Protecting the Independence of the Proxy Voting Process: Statement on Amendments Governing Proxy Voting Advice
July 13, 2022
The free and fair exercise of shareholder voting rights is essential to a well-functioning system of corporate democracy, one that helps ensure that shareholders can exercise appropriate oversight of the companies they own. As shareholders increasingly vote through institutional asset managers, proxy advisors play a unique and important role in informing that process and enabling shareholders to protect their interests and their capital.
Individual shareholders and individual asset managers generally cannot afford to conduct, on their own, the kind of research proxy advisors provide. It is therefore critically important that the Commission’s regulation of proxy advisors does not impede the provision of timely and independent proxy voting advice or otherwise create unnecessary burdens on the exercise of shareholder voting. For that reason, I’m pleased to support today’s amendments reconsidering certain aspects of our rules and guidance regarding proxy voting advice.
Specifically, the Commission is rescinding two elements of its 2020 proxy advisor rules that generated significant concerns among investors and other commenters. The first involves mechanisms to enhance management’s influence over proxy voting advice by effectively requiring that issuers be given advance access and an opportunity to respond to such advice, and that proxy advisors separately notify their clients of those responses despite the fact that they are publicly filed. The second change rescinds a note to the proxy-related anti-fraud provisions which added examples of misstatements related to proxy voting advice that created uncertainty regarding the scope of liability for such advice.
In addition to eliminating these provisions, the Commission is rescinding certain supplemental guidance for investment advisers that was issued in connection with the 2020 amendments in response to comments that such guidance was unnecessary in light of existing previous guidance, risked increasing uncertainty regarding adviser obligations, and no longer made sense in light of the rescission of related provisions of the 2020 rules. At the same time, the Commission is retaining other elements of its recent regulation of proxy advisors including the guidance issued in 2019 and the provisions of the 2020 rulemaking designed to enhance disclosure regarding conflicts of interest.

- Information shown -

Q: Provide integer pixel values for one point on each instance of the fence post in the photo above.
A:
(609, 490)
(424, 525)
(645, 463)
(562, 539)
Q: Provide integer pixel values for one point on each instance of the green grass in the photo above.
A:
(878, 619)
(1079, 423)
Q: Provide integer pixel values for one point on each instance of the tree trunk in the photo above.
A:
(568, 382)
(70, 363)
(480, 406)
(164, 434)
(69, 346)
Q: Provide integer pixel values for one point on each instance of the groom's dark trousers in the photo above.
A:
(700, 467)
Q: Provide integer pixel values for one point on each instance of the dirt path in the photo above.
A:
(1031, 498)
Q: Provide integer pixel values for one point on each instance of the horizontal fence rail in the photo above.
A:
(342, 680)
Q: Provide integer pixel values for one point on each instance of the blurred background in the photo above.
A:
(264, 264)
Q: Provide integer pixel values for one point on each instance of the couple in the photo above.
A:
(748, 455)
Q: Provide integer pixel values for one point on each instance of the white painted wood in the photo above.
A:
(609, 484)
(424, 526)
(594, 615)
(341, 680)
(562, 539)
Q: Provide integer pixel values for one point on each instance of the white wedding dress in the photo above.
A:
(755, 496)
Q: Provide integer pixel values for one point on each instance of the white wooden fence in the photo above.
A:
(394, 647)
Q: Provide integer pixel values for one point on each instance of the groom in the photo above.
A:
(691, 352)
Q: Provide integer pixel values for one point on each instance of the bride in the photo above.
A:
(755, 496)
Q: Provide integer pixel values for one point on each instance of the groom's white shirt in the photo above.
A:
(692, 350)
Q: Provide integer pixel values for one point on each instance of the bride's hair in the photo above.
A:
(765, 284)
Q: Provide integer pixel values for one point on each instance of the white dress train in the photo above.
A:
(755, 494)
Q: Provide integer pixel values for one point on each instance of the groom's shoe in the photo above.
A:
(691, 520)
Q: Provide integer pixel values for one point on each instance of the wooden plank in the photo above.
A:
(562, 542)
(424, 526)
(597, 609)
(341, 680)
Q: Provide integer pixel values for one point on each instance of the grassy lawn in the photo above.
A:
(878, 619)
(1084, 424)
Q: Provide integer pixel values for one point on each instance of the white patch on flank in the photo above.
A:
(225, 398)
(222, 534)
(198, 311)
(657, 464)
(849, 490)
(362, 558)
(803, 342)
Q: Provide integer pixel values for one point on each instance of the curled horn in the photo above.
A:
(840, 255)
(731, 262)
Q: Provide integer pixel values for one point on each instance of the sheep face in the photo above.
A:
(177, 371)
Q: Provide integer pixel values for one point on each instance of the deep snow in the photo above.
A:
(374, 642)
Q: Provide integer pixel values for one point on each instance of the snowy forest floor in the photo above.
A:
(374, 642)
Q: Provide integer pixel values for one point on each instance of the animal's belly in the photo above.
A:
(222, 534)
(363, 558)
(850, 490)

- Required actions -
1) Copy the passage from "Protecting the Independence" to "and their capital." out of the statement on proxy voting advice.
2) In the statement on proxy voting advice, rewrite the paragraph beginning "Specifically, the Commission is rescinding" as a brief list that keeps its main facts.
3) According to the statement on proxy voting advice, which elements of its recent regulation of proxy advisors is the Commission retaining?

- Responses -
1)
Protecting the Independence of the Proxy Voting Process: Statement on Amendments Governing Proxy Voting Advice
July 13, 2022
The free and fair exercise of shareholder voting rights is essential to a well-functioning system of corporate democracy, one that helps ensure that shareholders can exercise appropriate oversight of the companies they own. As shareholders increasingly vote through institutional asset managers, proxy advisors play a unique and important role in informing that process and enabling shareholders to protect their interests and their capital.

2)
- The Commission is rescinding two elements of its 2020 proxy advisor rules that raised significant concerns among investors and other commenters.
- First: mechanisms that enhanced management's influence over proxy voting advice. These mechanisms effectively required that issuers get advance access to the advice and a chance to respond. They also required proxy advisors to notify clients separately of those responses, even though the responses are publicly filed.
- Second: a note to the proxy-related anti-fraud provisions. The note gave examples of misstatements related to proxy voting advice, which created uncertainty about the scope of liability.

3) It is retaining the guidance issued in 2019 and the provisions of the 2020 rulemaking designed to enhance disclosure regarding conflicts of interest.